#### [Exercise]
Transcribe the passage about Paolozzi from "Considered psychologically unsuitable" up to and including "approach to art.".

#### [Given passage]
___
Deliberate hyperbole, but there is an essence of truth here, as Paolozzi produced such an incredible range and diversity of art that it has been difficult for critics and art historians to classify him. He began as a Surrealist, before becoming the first Pop Artist—a decade before Warhol put paint on canvas. He then moved on to print-making, design, sculpture and public art to international success.

Born in Edinburgh, to an Italian family in 1924, Paolozzi spent much of his childhood at his parent’s ice cream parlor, where he was surrounded by the packaging, wrapping and cigarette cards that later inspired his Pop Art. This early idyll of childhood was abruptly ended when Italy declared war on Britain in 1940. Paolozzi awoke one morning to find himself, along with his father and uncles, incarcerated, in the city’s Saughton Prison, as undesirables, or enemies of the state. Paolozzi was held for 3 months, but his father and uncles were deported to Canada on the ship HMS Arandora Star, which was torpedoed by a U-boat off the north-west coast of Ireland. The vessel sank with the loss of 630 lives.

Considered psychologically unsuitable for the army, the teenage Paolozzi studied at the Edinburgh School of Art, in 1943, before finishing at the Slade School in London, which he found disappointingly conservative in its approach to art.
___
#### [Record set]
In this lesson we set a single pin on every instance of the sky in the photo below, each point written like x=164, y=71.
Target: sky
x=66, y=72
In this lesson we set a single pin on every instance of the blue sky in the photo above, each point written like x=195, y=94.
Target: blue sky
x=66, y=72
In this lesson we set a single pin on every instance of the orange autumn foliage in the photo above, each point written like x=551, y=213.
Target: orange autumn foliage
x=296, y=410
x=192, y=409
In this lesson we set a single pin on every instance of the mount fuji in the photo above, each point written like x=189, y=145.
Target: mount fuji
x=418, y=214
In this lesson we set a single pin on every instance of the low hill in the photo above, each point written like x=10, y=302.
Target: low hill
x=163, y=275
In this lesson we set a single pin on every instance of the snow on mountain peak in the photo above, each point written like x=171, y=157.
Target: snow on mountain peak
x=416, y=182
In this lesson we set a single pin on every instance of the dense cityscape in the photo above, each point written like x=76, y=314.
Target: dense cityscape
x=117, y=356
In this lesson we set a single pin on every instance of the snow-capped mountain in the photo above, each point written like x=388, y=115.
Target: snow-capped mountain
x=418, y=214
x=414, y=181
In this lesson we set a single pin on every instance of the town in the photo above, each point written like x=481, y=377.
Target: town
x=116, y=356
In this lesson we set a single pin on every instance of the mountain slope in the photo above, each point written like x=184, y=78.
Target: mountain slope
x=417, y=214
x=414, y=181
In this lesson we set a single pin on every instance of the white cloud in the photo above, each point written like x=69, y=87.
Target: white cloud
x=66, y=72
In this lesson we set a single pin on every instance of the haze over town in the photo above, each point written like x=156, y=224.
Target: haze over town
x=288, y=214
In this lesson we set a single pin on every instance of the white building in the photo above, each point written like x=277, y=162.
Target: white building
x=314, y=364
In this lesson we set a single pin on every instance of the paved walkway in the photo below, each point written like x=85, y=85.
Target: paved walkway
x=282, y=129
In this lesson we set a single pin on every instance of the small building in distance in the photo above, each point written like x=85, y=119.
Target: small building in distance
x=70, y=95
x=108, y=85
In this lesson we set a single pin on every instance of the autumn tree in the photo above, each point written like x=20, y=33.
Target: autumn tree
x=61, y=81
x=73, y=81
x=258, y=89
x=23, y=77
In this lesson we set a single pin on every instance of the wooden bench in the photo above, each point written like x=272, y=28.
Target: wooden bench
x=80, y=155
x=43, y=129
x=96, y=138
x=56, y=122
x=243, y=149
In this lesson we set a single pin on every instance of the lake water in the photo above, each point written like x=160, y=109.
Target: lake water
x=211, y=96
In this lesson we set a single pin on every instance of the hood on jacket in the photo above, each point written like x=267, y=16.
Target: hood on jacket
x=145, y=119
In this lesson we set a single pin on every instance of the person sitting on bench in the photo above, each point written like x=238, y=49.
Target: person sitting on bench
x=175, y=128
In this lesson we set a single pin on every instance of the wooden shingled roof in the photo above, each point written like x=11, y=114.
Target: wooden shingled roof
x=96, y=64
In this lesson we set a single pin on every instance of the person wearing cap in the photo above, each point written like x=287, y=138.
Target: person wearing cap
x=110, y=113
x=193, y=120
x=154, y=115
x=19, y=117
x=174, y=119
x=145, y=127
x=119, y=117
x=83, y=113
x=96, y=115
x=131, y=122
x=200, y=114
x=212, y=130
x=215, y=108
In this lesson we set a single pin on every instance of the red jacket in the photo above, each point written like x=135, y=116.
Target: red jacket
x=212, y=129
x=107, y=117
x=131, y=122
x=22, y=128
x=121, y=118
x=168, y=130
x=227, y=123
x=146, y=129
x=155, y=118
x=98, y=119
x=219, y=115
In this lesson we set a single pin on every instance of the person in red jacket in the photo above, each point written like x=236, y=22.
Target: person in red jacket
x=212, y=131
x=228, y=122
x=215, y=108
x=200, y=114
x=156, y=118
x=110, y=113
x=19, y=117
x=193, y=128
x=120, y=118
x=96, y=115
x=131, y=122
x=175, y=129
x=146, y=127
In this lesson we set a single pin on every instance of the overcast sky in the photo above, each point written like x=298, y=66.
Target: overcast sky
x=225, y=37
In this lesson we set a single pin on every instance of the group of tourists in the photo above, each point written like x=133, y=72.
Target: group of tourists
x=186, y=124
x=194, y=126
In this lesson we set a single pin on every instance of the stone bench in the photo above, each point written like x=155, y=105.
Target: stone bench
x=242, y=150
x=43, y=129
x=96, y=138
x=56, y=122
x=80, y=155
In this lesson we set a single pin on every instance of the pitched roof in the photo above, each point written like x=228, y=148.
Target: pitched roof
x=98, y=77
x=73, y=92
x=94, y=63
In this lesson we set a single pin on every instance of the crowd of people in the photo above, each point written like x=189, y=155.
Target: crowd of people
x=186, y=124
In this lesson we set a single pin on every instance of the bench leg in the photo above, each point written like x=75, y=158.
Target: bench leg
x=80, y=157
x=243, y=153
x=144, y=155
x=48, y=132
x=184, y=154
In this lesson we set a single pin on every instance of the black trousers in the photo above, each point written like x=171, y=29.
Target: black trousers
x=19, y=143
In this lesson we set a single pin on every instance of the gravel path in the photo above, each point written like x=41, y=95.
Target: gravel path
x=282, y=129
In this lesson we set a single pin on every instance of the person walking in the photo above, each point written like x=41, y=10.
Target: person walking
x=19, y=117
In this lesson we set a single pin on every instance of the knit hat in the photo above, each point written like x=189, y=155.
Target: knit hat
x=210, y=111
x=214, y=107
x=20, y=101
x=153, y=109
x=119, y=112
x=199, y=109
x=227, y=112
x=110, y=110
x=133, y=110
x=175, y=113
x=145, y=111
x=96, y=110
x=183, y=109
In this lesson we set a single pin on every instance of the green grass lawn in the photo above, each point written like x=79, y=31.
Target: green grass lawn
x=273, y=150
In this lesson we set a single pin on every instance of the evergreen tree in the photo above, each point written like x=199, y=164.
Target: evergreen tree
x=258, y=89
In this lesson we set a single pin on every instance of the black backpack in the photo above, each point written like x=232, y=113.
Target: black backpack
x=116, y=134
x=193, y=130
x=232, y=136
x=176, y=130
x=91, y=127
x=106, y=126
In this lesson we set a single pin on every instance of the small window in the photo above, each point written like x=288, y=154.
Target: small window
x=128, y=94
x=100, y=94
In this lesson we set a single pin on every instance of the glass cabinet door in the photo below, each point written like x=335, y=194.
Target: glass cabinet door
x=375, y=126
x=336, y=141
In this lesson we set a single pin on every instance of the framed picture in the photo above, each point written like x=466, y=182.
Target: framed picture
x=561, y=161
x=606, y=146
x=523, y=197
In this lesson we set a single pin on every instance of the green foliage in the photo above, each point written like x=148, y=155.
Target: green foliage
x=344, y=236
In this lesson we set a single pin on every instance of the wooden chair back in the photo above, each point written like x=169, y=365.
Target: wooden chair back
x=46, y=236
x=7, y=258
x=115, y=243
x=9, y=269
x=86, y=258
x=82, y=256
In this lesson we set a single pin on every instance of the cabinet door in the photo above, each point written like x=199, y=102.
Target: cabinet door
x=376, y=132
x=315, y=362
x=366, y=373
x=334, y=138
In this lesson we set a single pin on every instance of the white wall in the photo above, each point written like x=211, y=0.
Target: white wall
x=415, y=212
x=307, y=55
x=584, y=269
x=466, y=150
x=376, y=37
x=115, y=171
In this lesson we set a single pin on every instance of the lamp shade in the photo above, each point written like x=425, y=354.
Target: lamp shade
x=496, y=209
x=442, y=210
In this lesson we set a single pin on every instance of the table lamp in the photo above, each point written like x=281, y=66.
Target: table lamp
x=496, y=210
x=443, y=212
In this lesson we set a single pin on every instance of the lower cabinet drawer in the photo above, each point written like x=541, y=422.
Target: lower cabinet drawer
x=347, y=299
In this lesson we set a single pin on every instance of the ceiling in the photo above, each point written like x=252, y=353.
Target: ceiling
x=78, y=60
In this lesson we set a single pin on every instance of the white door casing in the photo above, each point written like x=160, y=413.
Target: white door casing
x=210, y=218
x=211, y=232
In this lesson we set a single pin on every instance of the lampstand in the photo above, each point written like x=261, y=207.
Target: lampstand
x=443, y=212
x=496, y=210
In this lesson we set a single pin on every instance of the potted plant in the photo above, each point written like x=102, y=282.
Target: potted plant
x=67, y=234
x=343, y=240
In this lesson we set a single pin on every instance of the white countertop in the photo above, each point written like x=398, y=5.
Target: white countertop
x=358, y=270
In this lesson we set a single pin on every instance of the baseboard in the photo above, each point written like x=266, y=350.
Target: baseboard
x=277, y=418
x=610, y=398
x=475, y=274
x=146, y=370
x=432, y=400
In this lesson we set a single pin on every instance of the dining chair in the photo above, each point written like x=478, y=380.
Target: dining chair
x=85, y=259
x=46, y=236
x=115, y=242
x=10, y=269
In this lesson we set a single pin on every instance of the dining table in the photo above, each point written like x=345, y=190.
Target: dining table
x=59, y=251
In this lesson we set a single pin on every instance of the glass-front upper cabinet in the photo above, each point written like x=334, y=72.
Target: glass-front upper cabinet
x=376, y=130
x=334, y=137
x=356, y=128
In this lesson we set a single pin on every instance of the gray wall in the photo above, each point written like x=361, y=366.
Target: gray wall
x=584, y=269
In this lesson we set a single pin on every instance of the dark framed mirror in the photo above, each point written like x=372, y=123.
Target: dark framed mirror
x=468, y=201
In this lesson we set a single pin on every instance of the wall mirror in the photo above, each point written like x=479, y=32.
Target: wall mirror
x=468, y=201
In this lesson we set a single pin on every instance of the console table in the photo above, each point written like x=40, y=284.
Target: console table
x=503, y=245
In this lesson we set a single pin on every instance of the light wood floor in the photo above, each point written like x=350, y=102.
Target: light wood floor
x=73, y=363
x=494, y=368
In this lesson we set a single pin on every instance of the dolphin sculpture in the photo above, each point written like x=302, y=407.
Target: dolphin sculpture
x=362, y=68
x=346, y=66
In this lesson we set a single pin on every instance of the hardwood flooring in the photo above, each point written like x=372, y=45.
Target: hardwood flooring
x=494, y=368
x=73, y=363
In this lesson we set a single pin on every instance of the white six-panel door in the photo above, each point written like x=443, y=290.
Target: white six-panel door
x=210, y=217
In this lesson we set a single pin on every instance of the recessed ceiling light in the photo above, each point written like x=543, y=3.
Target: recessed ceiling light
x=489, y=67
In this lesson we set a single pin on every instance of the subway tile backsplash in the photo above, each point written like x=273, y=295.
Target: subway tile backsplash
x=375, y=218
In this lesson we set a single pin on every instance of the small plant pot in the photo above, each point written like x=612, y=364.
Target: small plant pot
___
#### [Problem solution]
Considered psychologically unsuitable for the army, the teenage Paolozzi studied at the Edinburgh School of Art, in 1943, before finishing at the Slade School in London, which he found disappointingly conservative in its approach to art.